→ Teks yang Diberikan
━━━━━━━━━━

Atalia Praratya Kamil bersama Kaper BKKBN Jabar, Kusmana, di satu kesempatan. |
Setiap orangtua, tentu menginginkan yang terbaik bagi anaknya. Meski begitu, bukan berarti orangtua harus menuntut seorang anak jadi apa yang dikehendakinya. Pada saat tertentu, orangtua dituntut memberikan keleluasaan kepada sang buah hati untuk mengambil keputusan.
Pemaksaan berlebihan
orangtua kepada sang anak, hanya
menjadikannya sebagai semacam racun atau //toxic// yang
merusak relasi orangtua dan anak. Tugas orang tua adalah membimbing dan
mengantarkan sang anak menuju masa depannya.
Demikian salah satu
catatan penting webinar bertajuk “Toxic Parenting” yang berlangsung Rabu siang,
7 Oktober 2020. Webinar diprakarsai Perwakilan Badan Kependudukan dan Keluarga
Berencana Nasional (BKKBN).
Menghadirkan
narasumber Bunda Generasi Berencana (Genre) Jawa Barat, Atalia Praratya Ridwan
Kamil, Deputi Bidang Keluarga Sejahtera dan Pembangunan Keluarga (KSPK) BKKBN
Muhammad Yani, TV One News Anchor Chacha Anisa, dan dosen Fakultas Psikologi
Universitas Islam Bandung (Unisba) Ihsana Borualogo.
“Banyak orangtua
tidak sadar telah mempraktikkan toxic
parenting dalam mendidik anaknya.
Praktik ini kontraproduktif dengan tujuan awal melakukan pendidikan atau
pengasuhan anak,” kata Atalia yang berbicara langsung dari Kota Bogor usai
mengikuti Musyawarah Daerah Gerakan Pramuka Kwartir Daerah Jawa Barat.

━━━━━━━━━━

→ Tugas yang Dikerjakan
Tulis ulang bagian teks tentang toxic parenting, mulai dari kata-kata yang memuat "Atalia Praratya Kamil" dan berhenti setelah "untuk mengambil keputusan.". Ganti "keleluasaan" dengan "kebebasan".

━━━━━━━━━━

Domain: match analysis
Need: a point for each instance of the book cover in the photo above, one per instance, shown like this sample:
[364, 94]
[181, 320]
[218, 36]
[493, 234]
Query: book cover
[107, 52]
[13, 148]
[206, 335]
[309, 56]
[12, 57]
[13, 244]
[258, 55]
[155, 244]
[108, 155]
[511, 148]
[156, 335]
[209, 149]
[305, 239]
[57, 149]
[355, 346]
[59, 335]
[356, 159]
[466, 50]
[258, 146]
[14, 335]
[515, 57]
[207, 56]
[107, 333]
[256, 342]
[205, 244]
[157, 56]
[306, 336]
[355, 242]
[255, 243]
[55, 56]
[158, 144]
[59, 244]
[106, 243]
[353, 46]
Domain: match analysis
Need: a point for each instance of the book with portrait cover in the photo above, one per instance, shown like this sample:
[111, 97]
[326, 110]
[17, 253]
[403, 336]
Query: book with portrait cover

━━━━━━━━━━

→ Hasil Latihan
Atalia Praratya Kamil bersama Kaper BKKBN Jabar, Kusmana, di satu kesempatan. |
Setiap orangtua, tentu menginginkan yang terbaik bagi anaknya. Meski begitu, bukan berarti orangtua harus menuntut seorang anak jadi apa yang dikehendakinya. Pada saat tertentu, orangtua dituntut memberikan kebebasan kepada sang buah hati untuk mengambil keputusan.